### EXCERPT TO READ
◆ ◆ ◆ ◆ ◆
For parents who have actively enrolled their child in occupational or physical therapy services inside or outside of their home, have you noticed some commonalities among therapy equipment? Yes, there are the dozens if not hundreds of toys that fill the pediatric setting but there are additional tools that help a child grow and develop. One of these tools is a plain, ordinary exercise ball. The typical exercise ball varies in size but is made of the same, inflatable and bouncy rubber material. Exercise balls are frequently advertised as a useful and relatively cheap option for adult exercise regimens. What about for children? Why do therapists often introduce an exercise ball to a child? What purpose does it serve?
- An exercise ball meets multi-sensory needs: For a child with sensory processing delays or disorders, an exercise ball provides beneficial stimulation. This may include proprioceptive input (i.e. bouncing on top of the ball, lifting the ball overhead, hitting the ball, etc.), tactile input (i.e. feeling the smooth texture of the ball), vestibular (i.e. balancing on top of the ball, bouncing or rolling over the ball), and auditory (i.e. listening to the sounds of the ball getting hit or bouncing against the floor). Feeding the senses may result in increased emotional regulation.
- It provides an opportunity for playful exercise: Playing with a big, rubber ball takes certain muscle power. Throwing, kicking, bouncing on, or smacking the ball is a great way for a child to release some energy and to work the whole musculature of the body.
- The ball is a great mediator for social participation: Since a giant, rubber ball can be hard for a small child to control it provides a great opening to social interaction with others. This could include siblings, parents, therapists, or friends of the child simply playing a game of catch or kickball.
◆ ◆ ◆ ◆ ◆
### TASKS TO PERFORM
A. Reproduce word for word the part of the passage on exercise balls in therapy starting with "- It provides" and going on through "of the body.".
B. In the passage on exercise balls in therapy, what kind of sensory input comes from feeling the ball's smooth texture?
C. Write the next part of the passage on exercise balls in pediatric therapy, picking up after its final sentence.
◆ ◆ ◆ ◆ ◆
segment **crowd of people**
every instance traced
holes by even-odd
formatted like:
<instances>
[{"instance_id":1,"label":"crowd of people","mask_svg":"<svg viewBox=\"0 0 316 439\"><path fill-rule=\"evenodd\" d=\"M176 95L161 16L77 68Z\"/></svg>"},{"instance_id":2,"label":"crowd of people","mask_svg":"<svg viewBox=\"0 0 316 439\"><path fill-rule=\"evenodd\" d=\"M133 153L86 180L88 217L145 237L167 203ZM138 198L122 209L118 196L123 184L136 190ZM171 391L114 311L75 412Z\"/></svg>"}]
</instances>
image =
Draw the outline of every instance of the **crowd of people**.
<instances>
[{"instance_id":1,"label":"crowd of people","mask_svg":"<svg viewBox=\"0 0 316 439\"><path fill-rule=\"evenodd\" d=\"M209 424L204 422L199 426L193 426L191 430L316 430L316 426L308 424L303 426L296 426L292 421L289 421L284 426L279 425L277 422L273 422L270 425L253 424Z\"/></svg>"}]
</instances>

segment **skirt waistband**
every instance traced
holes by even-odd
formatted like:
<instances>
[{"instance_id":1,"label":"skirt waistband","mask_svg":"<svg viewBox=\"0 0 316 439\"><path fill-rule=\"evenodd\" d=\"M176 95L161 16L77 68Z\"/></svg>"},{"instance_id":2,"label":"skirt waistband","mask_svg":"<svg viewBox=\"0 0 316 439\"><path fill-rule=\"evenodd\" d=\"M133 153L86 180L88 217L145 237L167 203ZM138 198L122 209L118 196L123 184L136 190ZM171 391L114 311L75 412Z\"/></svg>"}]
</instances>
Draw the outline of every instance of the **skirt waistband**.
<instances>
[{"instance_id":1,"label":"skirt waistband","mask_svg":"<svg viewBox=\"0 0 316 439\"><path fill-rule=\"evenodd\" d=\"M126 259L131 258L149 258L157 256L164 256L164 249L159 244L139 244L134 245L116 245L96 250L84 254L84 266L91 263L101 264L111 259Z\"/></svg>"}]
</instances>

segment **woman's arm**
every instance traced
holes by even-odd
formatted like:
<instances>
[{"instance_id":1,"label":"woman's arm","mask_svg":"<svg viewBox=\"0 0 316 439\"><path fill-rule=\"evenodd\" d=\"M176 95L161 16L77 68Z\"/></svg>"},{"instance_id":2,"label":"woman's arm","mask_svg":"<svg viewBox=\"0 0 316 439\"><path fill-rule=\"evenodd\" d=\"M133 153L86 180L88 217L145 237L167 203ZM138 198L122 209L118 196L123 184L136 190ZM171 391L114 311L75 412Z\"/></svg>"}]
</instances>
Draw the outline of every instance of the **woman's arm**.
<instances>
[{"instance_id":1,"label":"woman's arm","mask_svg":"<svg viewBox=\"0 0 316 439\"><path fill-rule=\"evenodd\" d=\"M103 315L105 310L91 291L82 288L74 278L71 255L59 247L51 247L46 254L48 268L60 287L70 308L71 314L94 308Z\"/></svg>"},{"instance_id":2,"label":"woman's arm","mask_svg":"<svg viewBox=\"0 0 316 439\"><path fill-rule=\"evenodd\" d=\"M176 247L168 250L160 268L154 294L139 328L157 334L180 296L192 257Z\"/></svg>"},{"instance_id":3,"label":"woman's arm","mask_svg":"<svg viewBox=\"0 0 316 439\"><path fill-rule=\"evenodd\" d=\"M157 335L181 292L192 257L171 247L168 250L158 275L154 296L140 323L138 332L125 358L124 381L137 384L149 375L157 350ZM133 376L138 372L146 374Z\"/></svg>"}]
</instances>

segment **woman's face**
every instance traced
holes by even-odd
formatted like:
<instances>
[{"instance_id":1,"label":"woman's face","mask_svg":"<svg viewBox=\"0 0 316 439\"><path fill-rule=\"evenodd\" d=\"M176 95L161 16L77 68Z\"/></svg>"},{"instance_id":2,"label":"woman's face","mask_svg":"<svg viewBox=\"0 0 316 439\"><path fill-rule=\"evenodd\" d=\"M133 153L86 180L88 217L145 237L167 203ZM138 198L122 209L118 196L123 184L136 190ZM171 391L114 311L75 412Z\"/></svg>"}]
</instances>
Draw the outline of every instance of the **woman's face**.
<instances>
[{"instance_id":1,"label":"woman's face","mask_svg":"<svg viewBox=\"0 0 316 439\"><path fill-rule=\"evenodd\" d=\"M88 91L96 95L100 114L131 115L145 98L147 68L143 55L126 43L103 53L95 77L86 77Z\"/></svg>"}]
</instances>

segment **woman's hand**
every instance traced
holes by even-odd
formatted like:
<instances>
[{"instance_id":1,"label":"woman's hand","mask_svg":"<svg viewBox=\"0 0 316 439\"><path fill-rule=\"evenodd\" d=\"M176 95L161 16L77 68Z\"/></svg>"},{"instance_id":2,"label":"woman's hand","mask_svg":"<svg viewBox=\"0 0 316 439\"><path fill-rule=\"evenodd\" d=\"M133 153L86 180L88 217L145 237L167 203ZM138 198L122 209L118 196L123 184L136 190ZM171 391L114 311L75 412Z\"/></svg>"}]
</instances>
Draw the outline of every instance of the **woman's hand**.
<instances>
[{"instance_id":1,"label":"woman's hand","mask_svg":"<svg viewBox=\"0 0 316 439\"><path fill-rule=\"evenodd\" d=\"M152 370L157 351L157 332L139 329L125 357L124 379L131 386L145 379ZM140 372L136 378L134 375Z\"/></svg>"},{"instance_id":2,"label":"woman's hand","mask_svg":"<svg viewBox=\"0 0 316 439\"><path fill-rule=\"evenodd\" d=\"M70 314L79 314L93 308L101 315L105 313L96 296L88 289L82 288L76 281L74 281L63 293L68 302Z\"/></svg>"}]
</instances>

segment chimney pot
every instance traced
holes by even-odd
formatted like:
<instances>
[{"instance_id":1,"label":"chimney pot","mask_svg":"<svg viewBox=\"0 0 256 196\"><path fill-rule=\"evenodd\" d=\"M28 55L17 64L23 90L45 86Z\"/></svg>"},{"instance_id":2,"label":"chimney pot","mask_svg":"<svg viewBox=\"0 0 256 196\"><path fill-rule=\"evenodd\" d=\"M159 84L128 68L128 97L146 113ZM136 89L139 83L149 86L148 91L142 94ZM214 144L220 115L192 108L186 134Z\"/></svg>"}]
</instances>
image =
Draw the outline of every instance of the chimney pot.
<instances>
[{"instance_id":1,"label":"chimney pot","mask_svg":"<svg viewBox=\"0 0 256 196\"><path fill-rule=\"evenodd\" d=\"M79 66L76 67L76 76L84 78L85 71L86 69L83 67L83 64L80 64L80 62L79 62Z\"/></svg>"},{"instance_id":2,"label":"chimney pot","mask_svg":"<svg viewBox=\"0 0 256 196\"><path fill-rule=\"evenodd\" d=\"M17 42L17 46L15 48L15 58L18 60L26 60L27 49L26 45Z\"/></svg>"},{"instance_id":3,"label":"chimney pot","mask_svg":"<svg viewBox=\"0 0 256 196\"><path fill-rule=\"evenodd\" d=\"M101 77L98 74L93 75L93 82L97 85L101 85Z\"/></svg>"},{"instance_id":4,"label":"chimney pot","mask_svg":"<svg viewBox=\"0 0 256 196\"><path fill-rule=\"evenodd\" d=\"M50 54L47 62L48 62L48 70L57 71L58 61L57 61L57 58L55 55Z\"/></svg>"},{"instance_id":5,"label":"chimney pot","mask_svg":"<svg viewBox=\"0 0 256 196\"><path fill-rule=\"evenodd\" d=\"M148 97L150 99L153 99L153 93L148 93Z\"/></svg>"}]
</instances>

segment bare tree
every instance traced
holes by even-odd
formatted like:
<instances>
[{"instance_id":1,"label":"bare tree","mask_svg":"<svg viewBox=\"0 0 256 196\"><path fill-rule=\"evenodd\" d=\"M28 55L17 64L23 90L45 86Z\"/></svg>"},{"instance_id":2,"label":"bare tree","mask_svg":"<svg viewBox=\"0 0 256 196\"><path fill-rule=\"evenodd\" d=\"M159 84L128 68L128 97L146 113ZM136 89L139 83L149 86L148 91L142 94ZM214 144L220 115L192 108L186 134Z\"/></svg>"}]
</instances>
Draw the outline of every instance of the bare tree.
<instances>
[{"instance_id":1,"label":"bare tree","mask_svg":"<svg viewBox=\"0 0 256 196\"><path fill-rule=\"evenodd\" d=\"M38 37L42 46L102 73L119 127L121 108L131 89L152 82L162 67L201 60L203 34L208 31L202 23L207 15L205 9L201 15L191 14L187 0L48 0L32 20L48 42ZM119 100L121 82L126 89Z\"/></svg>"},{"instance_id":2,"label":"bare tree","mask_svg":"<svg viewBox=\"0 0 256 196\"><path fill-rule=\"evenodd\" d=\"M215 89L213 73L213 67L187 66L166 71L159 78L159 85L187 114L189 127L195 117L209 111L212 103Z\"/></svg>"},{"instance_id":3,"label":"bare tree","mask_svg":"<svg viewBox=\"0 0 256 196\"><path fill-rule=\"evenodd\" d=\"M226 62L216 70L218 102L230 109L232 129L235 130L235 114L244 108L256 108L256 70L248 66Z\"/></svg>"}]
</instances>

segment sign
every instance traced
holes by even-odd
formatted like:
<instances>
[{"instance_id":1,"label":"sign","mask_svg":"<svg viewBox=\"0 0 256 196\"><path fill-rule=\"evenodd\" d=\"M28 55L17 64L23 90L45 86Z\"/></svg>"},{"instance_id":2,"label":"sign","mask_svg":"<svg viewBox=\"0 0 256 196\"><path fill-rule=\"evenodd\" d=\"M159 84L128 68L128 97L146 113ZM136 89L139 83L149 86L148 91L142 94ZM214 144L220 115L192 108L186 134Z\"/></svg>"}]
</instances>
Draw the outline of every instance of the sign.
◆ ◆ ◆ ◆ ◆
### ANSWERS
A.
- It provides an opportunity for playful exercise: Playing with a big, rubber ball takes certain muscle power. Throwing, kicking, bouncing on, or smacking the ball is a great way for a child to release some energy and to work the whole musculature of the body.

B. Tactile input.

C.
- It’s a tool for improving gross and fine motor development: All physical interactions with the ball require motor skills of the gross and fine motor nature: throwing with the arms, smacking the ball with the lands, lifting the ball off of the ground, crawling on top of the ball, kicking the ball into the air, etc. Playing with a ball can further improve a child’s overall motor development.
- Using a ball assists with delays in reflex development: Every typical child is born with a set of primitive reflexes. Such reflexes assist with other developmental milestones as the child ages such as motor, cognitive, and social development. Reflexes assist with reactionary movements, such as knowing what to do when there is a loss of balance. Visit Primitive Motor Reflexes & Their Impact on a Child's Function for more details. Using an exercise ball may assist a child in eliciting delayed or absent reflexes. This is done by carefully planned movements and exercises determined by the child’s therapist.
- An exercise ball can address cognitive development: Effectively playing with an exercise ball requires lots of brain involvement including problem-solving, decision-making, emotional regulation, novel learning, short and long-term memory, attention, etc.
- It’s fun! An exercise ball is a great way to capture a child’s interest for a therapy session because it is fun, interactive, and can be used in endless ways in order to prevent boredom.
An exercise ball is a wonderful therapy tool for children of all ages. However, before parents get too gun-ho about running out and purchasing a ball for your child make sure of the following:
- Talk to your child’s therapist: Consult with your child’s physical and/or occupational therapist, especially if they are already using an exercise ball during therapy sessions. Ask about what goals the therapists are trying to accomplish by using the ball or what developmental skills they are addressing. Have a discussion about how you as a parent or a caregiver can replicate their uses of the ball to best assist their child outside of therapy sessions.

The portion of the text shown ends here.